> _Dataset extract_:
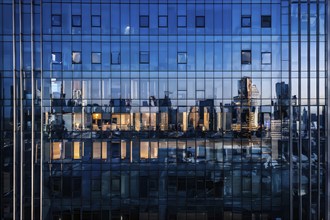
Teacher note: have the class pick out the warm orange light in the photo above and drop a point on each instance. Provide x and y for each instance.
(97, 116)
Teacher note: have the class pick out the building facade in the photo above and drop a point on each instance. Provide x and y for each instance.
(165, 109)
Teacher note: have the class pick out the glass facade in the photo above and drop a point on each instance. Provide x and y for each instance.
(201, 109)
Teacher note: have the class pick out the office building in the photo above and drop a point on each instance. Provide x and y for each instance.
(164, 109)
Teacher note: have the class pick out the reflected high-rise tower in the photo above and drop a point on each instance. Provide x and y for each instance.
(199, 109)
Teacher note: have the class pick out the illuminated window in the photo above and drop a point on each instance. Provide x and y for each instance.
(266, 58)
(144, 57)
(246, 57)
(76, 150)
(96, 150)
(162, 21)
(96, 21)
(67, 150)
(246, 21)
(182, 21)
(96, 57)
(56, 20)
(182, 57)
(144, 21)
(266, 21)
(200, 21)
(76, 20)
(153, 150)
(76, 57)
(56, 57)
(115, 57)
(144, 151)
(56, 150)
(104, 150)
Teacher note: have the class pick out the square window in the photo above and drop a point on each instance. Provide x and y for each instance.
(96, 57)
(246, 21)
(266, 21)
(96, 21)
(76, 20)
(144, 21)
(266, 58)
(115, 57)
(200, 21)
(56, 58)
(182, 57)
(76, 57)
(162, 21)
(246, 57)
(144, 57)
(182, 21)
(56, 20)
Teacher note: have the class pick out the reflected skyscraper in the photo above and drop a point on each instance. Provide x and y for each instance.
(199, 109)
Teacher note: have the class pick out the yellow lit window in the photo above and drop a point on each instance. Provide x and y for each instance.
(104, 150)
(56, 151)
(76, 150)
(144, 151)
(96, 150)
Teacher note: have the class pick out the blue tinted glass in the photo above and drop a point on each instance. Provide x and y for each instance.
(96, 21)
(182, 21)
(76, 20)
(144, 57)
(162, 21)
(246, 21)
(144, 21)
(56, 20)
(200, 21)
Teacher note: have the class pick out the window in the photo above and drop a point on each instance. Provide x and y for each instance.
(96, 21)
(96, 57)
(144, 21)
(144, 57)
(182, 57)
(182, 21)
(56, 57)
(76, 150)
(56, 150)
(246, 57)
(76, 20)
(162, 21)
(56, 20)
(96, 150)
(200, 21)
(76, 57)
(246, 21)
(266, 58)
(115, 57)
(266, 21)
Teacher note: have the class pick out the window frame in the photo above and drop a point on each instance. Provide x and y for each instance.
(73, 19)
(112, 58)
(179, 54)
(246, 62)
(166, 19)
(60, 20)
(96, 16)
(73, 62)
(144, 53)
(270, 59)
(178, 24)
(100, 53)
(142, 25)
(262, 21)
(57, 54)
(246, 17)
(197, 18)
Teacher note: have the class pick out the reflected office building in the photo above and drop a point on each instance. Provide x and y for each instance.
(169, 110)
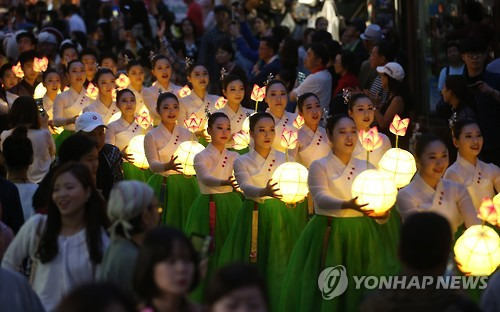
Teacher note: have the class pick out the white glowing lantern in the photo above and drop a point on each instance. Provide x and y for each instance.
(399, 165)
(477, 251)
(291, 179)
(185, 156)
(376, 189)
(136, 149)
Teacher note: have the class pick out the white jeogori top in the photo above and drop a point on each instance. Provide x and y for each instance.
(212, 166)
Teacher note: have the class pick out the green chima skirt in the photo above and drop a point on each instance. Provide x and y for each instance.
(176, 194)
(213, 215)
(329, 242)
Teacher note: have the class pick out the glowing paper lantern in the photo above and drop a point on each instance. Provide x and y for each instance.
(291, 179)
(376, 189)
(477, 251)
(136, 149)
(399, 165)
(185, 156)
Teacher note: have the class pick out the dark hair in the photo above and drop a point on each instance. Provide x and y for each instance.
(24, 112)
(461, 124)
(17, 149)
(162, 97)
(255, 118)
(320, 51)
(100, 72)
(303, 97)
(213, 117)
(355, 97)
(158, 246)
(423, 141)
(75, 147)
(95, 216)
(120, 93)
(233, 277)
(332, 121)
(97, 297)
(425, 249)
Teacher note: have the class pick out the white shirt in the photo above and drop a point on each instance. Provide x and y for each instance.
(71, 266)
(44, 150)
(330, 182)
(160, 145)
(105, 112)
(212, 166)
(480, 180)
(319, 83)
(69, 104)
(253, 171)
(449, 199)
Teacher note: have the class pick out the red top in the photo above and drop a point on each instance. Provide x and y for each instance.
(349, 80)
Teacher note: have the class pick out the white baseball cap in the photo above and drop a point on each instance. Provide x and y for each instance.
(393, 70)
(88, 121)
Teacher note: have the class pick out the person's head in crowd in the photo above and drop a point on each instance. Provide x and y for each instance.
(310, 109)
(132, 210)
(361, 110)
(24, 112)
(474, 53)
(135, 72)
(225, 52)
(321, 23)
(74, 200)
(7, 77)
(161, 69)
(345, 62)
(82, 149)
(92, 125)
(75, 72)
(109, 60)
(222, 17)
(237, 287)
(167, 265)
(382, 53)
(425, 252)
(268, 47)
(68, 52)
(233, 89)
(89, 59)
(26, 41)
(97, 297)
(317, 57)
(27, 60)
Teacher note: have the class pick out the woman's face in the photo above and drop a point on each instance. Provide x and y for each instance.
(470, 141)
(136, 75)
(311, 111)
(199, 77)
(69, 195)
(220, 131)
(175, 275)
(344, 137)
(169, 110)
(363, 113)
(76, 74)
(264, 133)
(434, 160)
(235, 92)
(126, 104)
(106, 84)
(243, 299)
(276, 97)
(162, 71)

> _What you need to do_: The records above are to be quoted exactly, with all pictures left out.

> _Solution to the exercise_:
Teacher note: have the class pick out the warm orange light in the photo above and drop a point on each instance. Provide x and y for each instance.
(97, 116)
Teacher note: have the class pick out the building facade in the photo above and drop a point on each instance. Provide x and y for each instance.
(165, 109)
Teacher note: have the class pick out the glass facade in the photo above and drop a point on each instance. Provide x and y for each instance.
(201, 109)
Teacher note: have the class pick out the office building in the photo above and drop a point on each instance. Provide x and y for each instance.
(164, 109)
Teacher note: have the class pick out the reflected high-rise tower in the photo above and drop a point on each instance. Provide x and y for each instance.
(199, 109)
Teacher note: have the class pick out the illuminated window in the photo above and drop a point on each instance. Provide x and y for each instance.
(266, 58)
(144, 57)
(246, 57)
(76, 150)
(96, 150)
(162, 21)
(96, 21)
(67, 150)
(246, 21)
(182, 21)
(96, 57)
(56, 20)
(182, 57)
(144, 21)
(266, 21)
(200, 21)
(76, 20)
(153, 150)
(76, 57)
(56, 57)
(115, 57)
(144, 151)
(56, 150)
(104, 150)
Teacher note: have the class pick out the square window in the photo above and drop a point on each instance. Provide x and y for each instance.
(96, 57)
(246, 21)
(266, 21)
(96, 21)
(76, 20)
(144, 21)
(266, 58)
(115, 57)
(200, 21)
(56, 58)
(182, 57)
(76, 57)
(162, 21)
(246, 57)
(144, 57)
(182, 21)
(56, 20)
Teacher note: have the class pick out the reflected skyscraper in the photo above and drop a point on each instance. Provide x and y for each instance.
(199, 109)
Teacher note: have the class pick out the yellow lit window in the photo above and drop a point on each instance. Provide x and y for each instance.
(104, 150)
(56, 151)
(76, 150)
(144, 151)
(96, 150)
Teacher note: have the class pick out the blue tinted glass in the photo above and drop a point on each instance. Provide x and y for each instance.
(96, 21)
(182, 21)
(76, 20)
(144, 57)
(162, 21)
(246, 21)
(144, 21)
(56, 20)
(200, 21)
Teacher note: have the class pick out the window in the photo above and drop a point on each instance. Provide x and y for each instance.
(96, 21)
(96, 57)
(144, 21)
(144, 57)
(182, 57)
(182, 21)
(56, 57)
(76, 150)
(56, 150)
(246, 57)
(76, 20)
(162, 21)
(56, 20)
(96, 150)
(200, 21)
(76, 57)
(246, 21)
(266, 58)
(115, 57)
(266, 21)
Teacher note: have the class pick out the window frame in the photo above and drop a point on each instance. Provide x and y for each instance.
(73, 19)
(112, 58)
(179, 54)
(246, 62)
(166, 19)
(60, 20)
(96, 16)
(73, 62)
(144, 53)
(270, 59)
(178, 24)
(100, 53)
(142, 25)
(262, 21)
(57, 54)
(246, 17)
(197, 18)
Teacher note: have the class pick out the reflected office building in the photo above and drop a point on each instance. Provide x and y for each instance.
(169, 110)
Teacher note: have the class pick out the white glowing lantern in the photo above and drop a point on each instance. Provide x and y for each instance.
(399, 165)
(477, 251)
(291, 179)
(185, 156)
(376, 189)
(136, 149)
Teacher note: have the class pick out the white jeogori top in the photo above and drop a point on each instance. Provide x and y for each instance.
(212, 166)
Teacher note: have the class pick out the green chima skirt in the photo above and drop a point on each instance. Provide x and y for each instance.
(176, 194)
(213, 215)
(329, 242)
Teacher note: have the class pick out the glowing paper lantern in the photo above and drop a point on each instance. Provide x and y for each instance.
(291, 179)
(376, 189)
(477, 251)
(136, 149)
(399, 165)
(185, 156)
Teacher note: have the class pick out the dark hair in the photo above and drop a point on each instance. Provide x and y for each instance.
(24, 112)
(461, 124)
(17, 149)
(162, 97)
(255, 118)
(320, 51)
(100, 72)
(303, 97)
(213, 117)
(355, 97)
(158, 246)
(423, 141)
(75, 147)
(95, 216)
(120, 93)
(233, 277)
(332, 121)
(97, 297)
(425, 249)
Teacher note: have the class pick out the white shirt in the photo above and drop a point on each instance. Provide x and y for each instance.
(71, 266)
(44, 150)
(330, 182)
(160, 145)
(105, 112)
(212, 166)
(480, 180)
(319, 83)
(69, 104)
(253, 171)
(449, 199)
Teacher note: have the class pick out the red top in the photo above and drop a point on each instance. Provide x and y for each instance.
(349, 80)
Teacher note: have the class pick out the white baseball cap in the photo above and drop a point on each instance. Provide x and y for each instance.
(393, 70)
(88, 121)
Teacher note: have the class pick out the person's head in crowd in the photo above and drop a point on each instance. Provide x and y for each instance.
(310, 109)
(132, 210)
(361, 110)
(24, 112)
(474, 53)
(135, 72)
(225, 52)
(321, 23)
(74, 200)
(7, 77)
(161, 69)
(345, 62)
(82, 149)
(92, 125)
(75, 72)
(109, 60)
(222, 17)
(237, 287)
(167, 265)
(382, 53)
(425, 252)
(268, 47)
(68, 52)
(233, 89)
(89, 59)
(26, 41)
(97, 297)
(317, 57)
(27, 60)
Teacher note: have the class pick out the woman's face in the photo above and drop a point on each instance. Provide x and y for each instance.
(470, 141)
(136, 75)
(311, 111)
(199, 77)
(69, 195)
(220, 131)
(175, 275)
(344, 137)
(169, 110)
(363, 113)
(76, 74)
(264, 133)
(434, 160)
(235, 92)
(126, 104)
(106, 84)
(243, 299)
(276, 97)
(162, 71)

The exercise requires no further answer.